■ **Problem description**:
The lines you return should be those containing the string "instance", taken from the data below.

■ **Source records**:
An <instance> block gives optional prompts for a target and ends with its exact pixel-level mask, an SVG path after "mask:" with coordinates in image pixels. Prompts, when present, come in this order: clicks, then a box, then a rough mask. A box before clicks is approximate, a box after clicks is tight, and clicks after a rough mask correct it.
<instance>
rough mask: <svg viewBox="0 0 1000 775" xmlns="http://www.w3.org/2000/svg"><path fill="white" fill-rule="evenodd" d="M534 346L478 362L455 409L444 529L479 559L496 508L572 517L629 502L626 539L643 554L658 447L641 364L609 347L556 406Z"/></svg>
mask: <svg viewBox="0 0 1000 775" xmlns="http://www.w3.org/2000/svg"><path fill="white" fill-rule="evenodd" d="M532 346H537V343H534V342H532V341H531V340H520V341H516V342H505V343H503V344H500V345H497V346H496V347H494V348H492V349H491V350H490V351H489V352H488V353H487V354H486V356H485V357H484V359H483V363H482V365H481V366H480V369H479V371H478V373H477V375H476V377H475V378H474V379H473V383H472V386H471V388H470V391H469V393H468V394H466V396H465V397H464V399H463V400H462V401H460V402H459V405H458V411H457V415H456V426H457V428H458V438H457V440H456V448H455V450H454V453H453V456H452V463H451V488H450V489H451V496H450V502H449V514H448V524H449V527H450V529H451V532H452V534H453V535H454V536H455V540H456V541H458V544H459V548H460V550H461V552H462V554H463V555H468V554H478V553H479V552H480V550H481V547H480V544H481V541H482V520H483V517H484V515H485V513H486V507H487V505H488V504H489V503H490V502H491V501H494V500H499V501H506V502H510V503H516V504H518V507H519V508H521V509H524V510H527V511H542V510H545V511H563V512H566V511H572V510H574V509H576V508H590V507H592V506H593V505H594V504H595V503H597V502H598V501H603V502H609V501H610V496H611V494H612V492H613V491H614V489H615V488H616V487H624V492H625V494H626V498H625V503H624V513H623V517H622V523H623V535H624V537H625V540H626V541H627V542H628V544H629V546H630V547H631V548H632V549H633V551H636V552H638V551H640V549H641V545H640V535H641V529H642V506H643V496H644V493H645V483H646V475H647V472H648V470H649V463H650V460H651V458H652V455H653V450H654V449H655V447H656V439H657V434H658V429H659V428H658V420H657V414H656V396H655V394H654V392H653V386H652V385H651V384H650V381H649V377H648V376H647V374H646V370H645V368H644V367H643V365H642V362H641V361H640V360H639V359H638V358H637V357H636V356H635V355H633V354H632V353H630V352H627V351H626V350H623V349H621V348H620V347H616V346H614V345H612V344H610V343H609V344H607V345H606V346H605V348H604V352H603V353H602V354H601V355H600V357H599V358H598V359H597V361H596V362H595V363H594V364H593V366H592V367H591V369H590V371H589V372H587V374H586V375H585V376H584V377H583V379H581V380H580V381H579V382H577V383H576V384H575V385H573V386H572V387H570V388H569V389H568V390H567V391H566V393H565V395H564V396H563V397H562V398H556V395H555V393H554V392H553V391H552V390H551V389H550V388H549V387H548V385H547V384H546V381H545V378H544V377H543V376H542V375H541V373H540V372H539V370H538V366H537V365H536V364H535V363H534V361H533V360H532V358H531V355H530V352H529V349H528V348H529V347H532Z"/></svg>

...

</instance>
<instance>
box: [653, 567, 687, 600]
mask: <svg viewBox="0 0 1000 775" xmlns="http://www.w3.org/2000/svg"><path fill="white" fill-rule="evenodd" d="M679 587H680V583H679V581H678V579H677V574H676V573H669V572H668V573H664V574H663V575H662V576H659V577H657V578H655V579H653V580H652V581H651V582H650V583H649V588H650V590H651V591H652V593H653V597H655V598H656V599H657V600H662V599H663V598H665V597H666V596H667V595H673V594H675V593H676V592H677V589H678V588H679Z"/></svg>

■ **Answer space**:
An <instance> block gives optional prompts for a target and ends with its exact pixel-level mask, an SVG path after "mask:" with coordinates in image pixels. Prompts, when present, come in this order: clicks, then a box, then a rough mask. A box before clicks is approximate, a box after clicks is tight, and clicks after a rough mask correct it.
<instance>
</instance>
<instance>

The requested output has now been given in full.